Выбранный отрывок:
>>>>>

Воспоминания гетмана
Шрифт:
С 19 января утром на улицах Киева начали появляться баррикады. Украинцы громили Арсенал, где заседали большевики, последние стреляли по городу. Стрельба, особенно к вечеру, была очень сильная. Ввиду того что в «Универсале» могло быть неспокойно, я переехал к Моркотуну и ходил лишь днем в «Универсал», который все больше пустел.
20 числа января я решил во что бы то ни стало добраться до Белой Церкви. Тогда же ко мне чуть ли не пешком пришел один очень порядочный галичанин, некий архитектор Мартынович (настоящее его имя было Строкой), с которым мне пришлось потом перенести немало невзгод за время большевистского нашествия. Мартынович заявил мне, что Александрия сожжена. Я решил в тот же день ехать туда. У меня был шофер, но автомобиля не было. У Шинкаря, по должности, был автомобиль, а шофера не было.

<<<<<

Описание задания: Продолжите отрывок из воспоминаний гетмана о январских днях в Киеве, начиная сразу после его последнего предложения.

Выдержки из записей:
>>>>>

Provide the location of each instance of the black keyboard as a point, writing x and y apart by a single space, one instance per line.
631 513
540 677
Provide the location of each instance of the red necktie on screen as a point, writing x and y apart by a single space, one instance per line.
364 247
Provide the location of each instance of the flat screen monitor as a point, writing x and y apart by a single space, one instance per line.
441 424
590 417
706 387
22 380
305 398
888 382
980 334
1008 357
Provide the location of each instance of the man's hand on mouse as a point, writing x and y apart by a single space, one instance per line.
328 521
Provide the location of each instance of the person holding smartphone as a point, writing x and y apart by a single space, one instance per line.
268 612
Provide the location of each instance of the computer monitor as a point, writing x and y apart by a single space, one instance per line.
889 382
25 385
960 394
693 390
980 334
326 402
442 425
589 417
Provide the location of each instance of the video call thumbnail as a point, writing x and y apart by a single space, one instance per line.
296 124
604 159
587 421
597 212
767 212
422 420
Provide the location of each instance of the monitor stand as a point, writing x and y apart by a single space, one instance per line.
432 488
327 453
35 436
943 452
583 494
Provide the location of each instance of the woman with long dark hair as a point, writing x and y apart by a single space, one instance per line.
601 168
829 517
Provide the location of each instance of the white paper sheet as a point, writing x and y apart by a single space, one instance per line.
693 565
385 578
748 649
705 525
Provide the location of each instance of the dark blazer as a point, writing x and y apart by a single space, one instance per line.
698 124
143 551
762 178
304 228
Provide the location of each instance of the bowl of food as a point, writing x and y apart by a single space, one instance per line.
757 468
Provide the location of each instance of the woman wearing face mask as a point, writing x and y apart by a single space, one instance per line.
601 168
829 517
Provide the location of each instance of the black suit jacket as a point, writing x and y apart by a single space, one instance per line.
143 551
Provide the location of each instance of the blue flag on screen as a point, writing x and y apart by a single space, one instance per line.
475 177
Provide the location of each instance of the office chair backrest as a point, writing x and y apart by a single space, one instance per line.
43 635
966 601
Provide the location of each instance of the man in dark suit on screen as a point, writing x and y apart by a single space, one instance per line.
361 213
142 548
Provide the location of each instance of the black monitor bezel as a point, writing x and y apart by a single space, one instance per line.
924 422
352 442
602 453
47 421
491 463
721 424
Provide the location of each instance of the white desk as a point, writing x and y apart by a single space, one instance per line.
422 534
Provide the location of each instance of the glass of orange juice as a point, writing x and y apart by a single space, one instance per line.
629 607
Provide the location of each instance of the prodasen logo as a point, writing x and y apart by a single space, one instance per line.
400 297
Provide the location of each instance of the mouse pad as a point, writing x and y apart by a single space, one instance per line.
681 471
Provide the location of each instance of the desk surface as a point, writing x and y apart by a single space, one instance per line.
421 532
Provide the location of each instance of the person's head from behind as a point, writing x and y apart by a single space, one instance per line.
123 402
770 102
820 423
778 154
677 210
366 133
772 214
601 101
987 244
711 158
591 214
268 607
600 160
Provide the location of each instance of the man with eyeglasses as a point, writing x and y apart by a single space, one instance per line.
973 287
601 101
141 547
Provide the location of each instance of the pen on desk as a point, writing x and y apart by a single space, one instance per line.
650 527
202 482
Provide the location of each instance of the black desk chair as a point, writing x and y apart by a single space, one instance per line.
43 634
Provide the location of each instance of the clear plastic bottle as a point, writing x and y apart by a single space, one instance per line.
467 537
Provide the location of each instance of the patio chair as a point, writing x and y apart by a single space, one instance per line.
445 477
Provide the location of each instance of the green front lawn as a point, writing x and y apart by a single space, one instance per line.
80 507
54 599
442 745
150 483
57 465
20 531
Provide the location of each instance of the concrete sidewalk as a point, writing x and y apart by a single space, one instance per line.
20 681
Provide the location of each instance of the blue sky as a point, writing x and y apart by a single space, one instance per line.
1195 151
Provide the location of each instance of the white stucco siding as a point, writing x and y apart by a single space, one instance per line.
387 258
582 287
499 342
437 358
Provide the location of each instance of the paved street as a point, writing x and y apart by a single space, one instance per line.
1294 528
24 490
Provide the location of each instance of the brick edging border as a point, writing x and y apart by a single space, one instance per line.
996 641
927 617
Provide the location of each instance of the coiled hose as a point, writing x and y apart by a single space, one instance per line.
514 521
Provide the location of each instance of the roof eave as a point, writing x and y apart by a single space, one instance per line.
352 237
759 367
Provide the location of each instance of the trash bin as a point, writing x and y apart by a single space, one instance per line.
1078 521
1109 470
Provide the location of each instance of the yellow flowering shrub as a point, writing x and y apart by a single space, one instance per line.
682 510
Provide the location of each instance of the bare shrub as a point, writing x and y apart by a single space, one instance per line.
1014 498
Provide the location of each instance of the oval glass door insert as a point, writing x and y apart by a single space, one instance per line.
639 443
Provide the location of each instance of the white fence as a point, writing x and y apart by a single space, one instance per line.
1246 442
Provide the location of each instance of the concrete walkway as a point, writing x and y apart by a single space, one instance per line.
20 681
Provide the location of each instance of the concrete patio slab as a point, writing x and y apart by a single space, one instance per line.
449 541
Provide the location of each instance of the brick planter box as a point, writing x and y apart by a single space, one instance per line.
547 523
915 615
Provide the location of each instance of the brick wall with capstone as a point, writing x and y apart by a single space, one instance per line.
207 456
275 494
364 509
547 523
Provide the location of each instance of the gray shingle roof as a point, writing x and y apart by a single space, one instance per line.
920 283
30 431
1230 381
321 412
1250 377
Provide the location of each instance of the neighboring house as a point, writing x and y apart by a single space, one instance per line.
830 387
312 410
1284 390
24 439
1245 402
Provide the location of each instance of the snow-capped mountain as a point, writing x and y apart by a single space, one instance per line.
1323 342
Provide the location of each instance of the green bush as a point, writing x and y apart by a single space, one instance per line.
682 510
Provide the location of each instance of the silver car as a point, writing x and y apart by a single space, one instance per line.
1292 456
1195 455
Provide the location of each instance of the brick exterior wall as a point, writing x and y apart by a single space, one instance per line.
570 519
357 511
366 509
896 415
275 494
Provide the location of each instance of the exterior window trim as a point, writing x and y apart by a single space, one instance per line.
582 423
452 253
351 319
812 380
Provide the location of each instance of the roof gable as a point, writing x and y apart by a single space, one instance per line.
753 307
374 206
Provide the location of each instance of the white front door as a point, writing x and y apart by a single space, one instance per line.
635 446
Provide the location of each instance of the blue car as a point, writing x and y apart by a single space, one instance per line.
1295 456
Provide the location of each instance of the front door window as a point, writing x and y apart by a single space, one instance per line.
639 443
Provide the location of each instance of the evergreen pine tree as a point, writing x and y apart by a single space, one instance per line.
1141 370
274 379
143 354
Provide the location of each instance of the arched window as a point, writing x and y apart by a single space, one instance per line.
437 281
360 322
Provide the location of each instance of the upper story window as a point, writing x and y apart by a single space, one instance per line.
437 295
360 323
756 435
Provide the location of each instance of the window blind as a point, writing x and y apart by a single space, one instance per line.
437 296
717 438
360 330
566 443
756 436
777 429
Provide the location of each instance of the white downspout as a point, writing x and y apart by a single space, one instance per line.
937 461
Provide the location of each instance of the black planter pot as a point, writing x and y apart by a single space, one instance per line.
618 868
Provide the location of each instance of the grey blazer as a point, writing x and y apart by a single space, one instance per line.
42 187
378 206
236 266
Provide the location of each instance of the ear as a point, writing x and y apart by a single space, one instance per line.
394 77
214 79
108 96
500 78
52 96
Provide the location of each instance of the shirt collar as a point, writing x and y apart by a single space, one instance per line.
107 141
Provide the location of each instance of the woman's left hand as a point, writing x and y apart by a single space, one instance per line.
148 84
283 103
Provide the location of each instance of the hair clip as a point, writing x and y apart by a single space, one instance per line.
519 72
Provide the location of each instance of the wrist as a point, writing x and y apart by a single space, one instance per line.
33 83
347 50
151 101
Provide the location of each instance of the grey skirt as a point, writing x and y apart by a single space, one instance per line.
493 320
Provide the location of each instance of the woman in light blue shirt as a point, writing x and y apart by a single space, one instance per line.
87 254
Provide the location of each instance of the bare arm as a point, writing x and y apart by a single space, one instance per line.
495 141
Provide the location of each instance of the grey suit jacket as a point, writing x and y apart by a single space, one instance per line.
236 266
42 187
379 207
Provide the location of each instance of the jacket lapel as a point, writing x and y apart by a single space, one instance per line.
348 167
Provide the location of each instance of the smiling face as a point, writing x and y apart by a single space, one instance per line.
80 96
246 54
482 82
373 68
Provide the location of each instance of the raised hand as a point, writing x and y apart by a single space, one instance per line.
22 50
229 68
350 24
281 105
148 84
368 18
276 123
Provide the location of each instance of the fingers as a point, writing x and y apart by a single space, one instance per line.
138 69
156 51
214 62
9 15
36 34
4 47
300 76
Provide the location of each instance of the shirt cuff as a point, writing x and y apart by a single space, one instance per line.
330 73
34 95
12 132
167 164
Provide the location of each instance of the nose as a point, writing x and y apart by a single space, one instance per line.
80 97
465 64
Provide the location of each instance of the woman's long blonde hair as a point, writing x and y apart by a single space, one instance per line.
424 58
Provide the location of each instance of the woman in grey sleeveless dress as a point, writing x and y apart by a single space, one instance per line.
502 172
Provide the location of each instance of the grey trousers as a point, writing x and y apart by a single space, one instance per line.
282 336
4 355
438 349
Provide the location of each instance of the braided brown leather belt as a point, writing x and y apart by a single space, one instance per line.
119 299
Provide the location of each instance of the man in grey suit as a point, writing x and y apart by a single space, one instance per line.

<<<<<

Результат задания:
В результате он немедленно укатил, убедив шофера, что все изменилось и что меня ждать не нужно. Хотя это маленький штрих, но я понял, что этот человек не из особенно добросовестных. Ехать верхом лошадей не было. 21-го вечером я собрал тех нескольких офицеров, которые были при мне, сказав им, что они свободны, пусть обо мне не думают и сами спасаются. Я ушел. Безусловно, мне пора было уйти. Оказывается, вскоре после моего ухода большевики обыскали всю гостиницу, разыскивая меня, причем моя голова была оценена. Я ушел с Мартыновичем.
Город производил отвратительное впечатление. Полнейшая темнота, стрельба во всех направлениях. Трудно было ориентироваться, где свои и где большевики. Мы пробирались перебежками, от укрытия до укрытия. Через Прорезную и Большую Владимирскую перешли на Львовскую, оттуда дошли до церкви Св. Федора. Невдалеке от нее Мартынович знал казарму, где жили пленные галичане. Мы решили там переночевать. Галичане очень заботливо ко мне отнеслись: предоставили кровать, напоили чаем и всю ночь стерегли.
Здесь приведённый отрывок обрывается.